Excerto selecionado:
Quase duas décadas depois, os membros do Banco Central Europeu chegaram a acordo para aumentar a meta da inflação a médio prazo — antes podia ficar “abaixo, mas perto de 2%”, o que alguns decisores políticos consideravam demasiado vago, mas agora ficará exatamente nos 2%. Uma meta que “é simétrica”, ou seja, “desvios negativos e positivos da inflação em relação à meta são igualmente indesejáveis”, adianta o BCE em comunicado. A presidente da entidade monetária, Christine Lagarde, acrescenta, em conferência de imprensa, que a medida “retira ambiguidade”, porque “2% não é um teto”.
“Acreditamos que estes 2% são mais claros, mais simples de comunicar, sólidos, um bom equilíbrio e dá paridade com outros bancos centrais em todo o mundo, que também trabalham com 2%”. Lagarde garante que o BCE não está a fazer este ajustamento devido aos recentes aumentos de preços (que, aliás, desvaloriza), lembrando que o processo de decisão começou há cerca de um ano, numa altura em que a inflação não estava na ordem do dia.
Se a economia “operar perto do limite inferior das taxas de juros nominais”, ou seja, com taxas de juros muito baixas, “é necessária uma ação de política monetária especialmente enérgica ou persistente para evitar que desvios negativos da meta de inflação se consolidem”, assinala o BCE. Questionada pelos jornalistas sobre o que pode ser uma medida enérgica, Christine Lagarde dá o exemplo do Programa de Compras de Emergência para a Pandemia (PEPP). Mas há alguma flexibilidade, uma vez que esta circunstância “também pode implicar um período transitório em que a inflação fique moderadamente acima da meta”, tal como já tinha adiantado a agência Bloomberg.

Excertos de dados:
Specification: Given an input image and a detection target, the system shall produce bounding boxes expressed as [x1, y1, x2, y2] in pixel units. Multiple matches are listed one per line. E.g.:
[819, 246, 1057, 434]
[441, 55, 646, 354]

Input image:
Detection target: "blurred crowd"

Enunciado da tarefa:
Prossiga o texto sobre a meta de inflação do BCE, começando logo após a sua última frase. A listagem não tem qualquer relação com o texto sobre a meta de inflação do BCE.

Resultado da tarefa:
O Índice Harmonizado de Preços no Consumidor (IHPC) continuará a ser “a medida adequada para avaliar a estabilidade de preços”, mas o BCE admite que “a inclusão dos custos relacionados com a habitação própria no IHPC representaria melhor a inflação relevante para as famílias”. Christine Lagarde esclarece que não está em causa o investimento em casas, mas “os custos para os consumidores de ter uma casa”. A presidente do BCE sublinha que “historicamente não há uma grande variação face ao IHPC”, mas reconhece que há períodos em que tem variações um pouco maiores.
Incorporar a habitação própria neste índice de preços é, no entanto, um projeto que vai demorar vários anos, pelo que, até se alcançar uma solução, o Conselho do BCE decidiu que “terá em conta as medidas de inflação que incluem estimativas iniciais do custo da habitação própria”.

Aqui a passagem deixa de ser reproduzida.